Text block below:
Some of us who do this will dose up to 2ppm of pure ammonia and monitor to see how long it takes to drop. Some times it can take a few days and we feel like our tank hasn't "cycled" until it can drop 2ppm in 24 hours. Let me ask, how much ammonia do we think a fish will produce in a day? Do we think a single fish, fed lightly, will produce 2ppm of ammonia in 40g of water? I hope not.
Same with adding a shrimp and letting it decay. Using this method we can call a tank cycled in a week or less. Think about the mass of that shrimp and how many weeks of feeding that represents for a single small fish used to cycle an aquarium. Just because a tank isn't ready to instantly process 2ppm or can't handle a raw shrimp decaying in under a week does not mean the tank isn't ready for a small fish.
My preference is to use pure ammonia and "test" the tank after using bottled bacteria to ensure that the product didn't go bad in shipment/storage.

I think part of the issue is that a tank being "cycled" really doesn't mean anything. When is a tank "cycled"? Who knows. The term comes from the ammonia cycle which is ongoing. It's not a process that ever stops in our systems. I consider a tank to be cycled when it is safe to handle whatever bioload we put in it.

As an example. When I set up my current 187g system I filled my tank in the morning and had 3 tangs, a foxface and some smaller fish in it before I went to bed. Did I "cycle" the tank? Absolutely not. Was it inhumane? Nope. So how did I get away with this? Quite simply, I used live rock. I had torn down my 120g system and put around 1/2 the rock into a brute container with the fish while I tore that tank down and set up the new one. That rock went back into my 187g system (along with around 50% new dry rock) once the water came up to temp. As an insurance policy I added a bunch of macro algae into my sump which will directly absorb ammonia.
End of Text block.
Provided records below:
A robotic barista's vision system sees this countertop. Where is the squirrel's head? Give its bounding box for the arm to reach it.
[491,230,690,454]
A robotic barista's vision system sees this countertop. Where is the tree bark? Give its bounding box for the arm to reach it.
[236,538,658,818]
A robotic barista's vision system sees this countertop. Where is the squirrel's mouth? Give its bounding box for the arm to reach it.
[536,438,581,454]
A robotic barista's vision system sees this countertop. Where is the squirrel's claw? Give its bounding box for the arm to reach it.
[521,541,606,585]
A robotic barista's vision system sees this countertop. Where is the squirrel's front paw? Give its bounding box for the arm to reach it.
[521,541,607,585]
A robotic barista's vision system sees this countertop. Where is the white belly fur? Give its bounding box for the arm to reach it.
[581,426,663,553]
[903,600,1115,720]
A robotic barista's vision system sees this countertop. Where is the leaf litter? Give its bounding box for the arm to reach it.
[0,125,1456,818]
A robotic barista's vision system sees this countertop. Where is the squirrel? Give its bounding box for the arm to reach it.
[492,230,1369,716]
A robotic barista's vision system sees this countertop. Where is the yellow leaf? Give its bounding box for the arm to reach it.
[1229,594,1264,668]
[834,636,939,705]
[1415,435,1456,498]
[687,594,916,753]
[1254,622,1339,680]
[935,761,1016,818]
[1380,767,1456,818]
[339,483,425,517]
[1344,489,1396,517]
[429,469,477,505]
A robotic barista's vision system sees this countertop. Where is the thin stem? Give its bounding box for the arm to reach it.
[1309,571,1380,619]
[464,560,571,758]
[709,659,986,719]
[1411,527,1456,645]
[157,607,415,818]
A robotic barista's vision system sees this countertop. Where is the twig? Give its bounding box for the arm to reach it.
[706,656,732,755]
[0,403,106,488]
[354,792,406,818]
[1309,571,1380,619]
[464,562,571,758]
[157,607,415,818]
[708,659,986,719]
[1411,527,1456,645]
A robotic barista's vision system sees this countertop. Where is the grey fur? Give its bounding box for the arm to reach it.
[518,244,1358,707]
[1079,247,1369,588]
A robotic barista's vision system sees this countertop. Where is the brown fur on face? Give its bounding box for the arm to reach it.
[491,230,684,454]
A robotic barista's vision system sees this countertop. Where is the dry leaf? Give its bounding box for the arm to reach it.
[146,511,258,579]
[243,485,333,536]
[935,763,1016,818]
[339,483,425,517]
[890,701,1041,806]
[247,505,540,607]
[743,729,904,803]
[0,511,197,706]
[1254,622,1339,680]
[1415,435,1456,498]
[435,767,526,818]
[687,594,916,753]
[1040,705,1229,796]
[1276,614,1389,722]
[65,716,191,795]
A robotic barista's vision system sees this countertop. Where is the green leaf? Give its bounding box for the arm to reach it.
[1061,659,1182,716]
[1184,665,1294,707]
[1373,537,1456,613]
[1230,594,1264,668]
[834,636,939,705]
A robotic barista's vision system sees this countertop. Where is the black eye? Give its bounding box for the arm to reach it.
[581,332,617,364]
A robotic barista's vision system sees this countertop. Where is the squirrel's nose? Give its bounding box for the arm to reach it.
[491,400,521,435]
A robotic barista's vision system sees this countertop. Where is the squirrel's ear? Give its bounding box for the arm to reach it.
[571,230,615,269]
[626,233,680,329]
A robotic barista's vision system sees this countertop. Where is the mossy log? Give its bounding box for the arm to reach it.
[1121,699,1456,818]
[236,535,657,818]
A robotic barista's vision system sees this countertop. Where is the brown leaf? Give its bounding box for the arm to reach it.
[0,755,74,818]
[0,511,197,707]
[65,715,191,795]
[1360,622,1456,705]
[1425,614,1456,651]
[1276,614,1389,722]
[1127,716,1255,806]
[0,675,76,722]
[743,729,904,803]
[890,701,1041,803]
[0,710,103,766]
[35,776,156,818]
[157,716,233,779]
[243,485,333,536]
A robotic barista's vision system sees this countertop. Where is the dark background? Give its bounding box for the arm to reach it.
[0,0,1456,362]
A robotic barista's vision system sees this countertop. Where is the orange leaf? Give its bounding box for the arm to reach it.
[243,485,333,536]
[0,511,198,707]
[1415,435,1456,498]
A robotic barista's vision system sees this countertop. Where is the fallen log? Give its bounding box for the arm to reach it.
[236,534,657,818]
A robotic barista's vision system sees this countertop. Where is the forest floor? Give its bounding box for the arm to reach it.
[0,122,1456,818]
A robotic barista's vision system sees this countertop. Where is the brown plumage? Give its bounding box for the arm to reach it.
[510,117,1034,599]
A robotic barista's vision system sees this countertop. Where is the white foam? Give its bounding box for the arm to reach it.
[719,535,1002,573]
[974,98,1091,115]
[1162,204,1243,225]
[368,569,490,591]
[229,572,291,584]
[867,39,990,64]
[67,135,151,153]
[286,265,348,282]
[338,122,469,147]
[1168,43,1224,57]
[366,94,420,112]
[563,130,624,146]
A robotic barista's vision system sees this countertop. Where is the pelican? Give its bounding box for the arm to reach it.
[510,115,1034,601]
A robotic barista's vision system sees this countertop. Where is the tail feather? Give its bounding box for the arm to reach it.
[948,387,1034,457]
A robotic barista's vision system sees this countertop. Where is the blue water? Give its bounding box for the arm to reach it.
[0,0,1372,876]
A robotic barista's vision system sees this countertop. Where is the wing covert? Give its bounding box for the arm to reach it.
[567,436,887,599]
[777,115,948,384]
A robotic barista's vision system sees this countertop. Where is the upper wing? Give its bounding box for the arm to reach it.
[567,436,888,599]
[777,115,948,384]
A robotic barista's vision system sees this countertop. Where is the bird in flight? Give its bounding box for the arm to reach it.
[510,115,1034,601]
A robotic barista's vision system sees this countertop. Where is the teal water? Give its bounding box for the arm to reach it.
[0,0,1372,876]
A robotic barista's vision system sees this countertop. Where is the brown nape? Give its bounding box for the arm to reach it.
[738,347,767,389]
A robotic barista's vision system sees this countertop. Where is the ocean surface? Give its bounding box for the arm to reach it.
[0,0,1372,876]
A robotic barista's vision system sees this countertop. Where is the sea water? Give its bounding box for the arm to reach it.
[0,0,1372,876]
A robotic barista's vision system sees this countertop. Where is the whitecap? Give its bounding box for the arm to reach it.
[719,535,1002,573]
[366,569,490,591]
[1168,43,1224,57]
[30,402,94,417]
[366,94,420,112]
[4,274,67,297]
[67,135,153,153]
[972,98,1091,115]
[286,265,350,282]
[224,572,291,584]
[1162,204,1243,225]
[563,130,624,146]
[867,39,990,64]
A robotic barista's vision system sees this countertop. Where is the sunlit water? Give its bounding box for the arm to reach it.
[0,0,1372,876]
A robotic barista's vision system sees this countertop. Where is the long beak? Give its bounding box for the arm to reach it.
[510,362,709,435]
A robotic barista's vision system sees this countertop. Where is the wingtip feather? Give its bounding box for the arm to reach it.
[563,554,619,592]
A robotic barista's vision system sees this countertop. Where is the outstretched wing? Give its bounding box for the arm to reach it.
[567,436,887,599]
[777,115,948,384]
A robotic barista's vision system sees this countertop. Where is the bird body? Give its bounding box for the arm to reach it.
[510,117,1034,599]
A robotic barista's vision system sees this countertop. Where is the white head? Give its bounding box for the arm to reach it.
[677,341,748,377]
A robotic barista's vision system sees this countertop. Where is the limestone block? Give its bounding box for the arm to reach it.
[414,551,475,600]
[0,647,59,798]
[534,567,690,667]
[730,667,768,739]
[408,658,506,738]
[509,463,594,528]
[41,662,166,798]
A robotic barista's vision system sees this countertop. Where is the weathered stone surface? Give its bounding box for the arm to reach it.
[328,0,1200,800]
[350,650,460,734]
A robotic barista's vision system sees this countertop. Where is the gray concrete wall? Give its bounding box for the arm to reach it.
End of Provided records.
▶ Task instructions
Please reproduce the passage on aquarium cycling word for word, beginning at the words "As an example." and stopping after "directly absorb ammonia.".

▶ Task output
As an example. When I set up my current 187g system I filled my tank in the morning and had 3 tangs, a foxface and some smaller fish in it before I went to bed. Did I "cycle" the tank? Absolutely not. Was it inhumane? Nope. So how did I get away with this? Quite simply, I used live rock. I had torn down my 120g system and put around 1/2 the rock into a brute container with the fish while I tore that tank down and set up the new one. That rock went back into my 187g system (along with around 50% new dry rock) once the water came up to temp. As an insurance policy I added a bunch of macro algae into my sump which will directly absorb ammonia.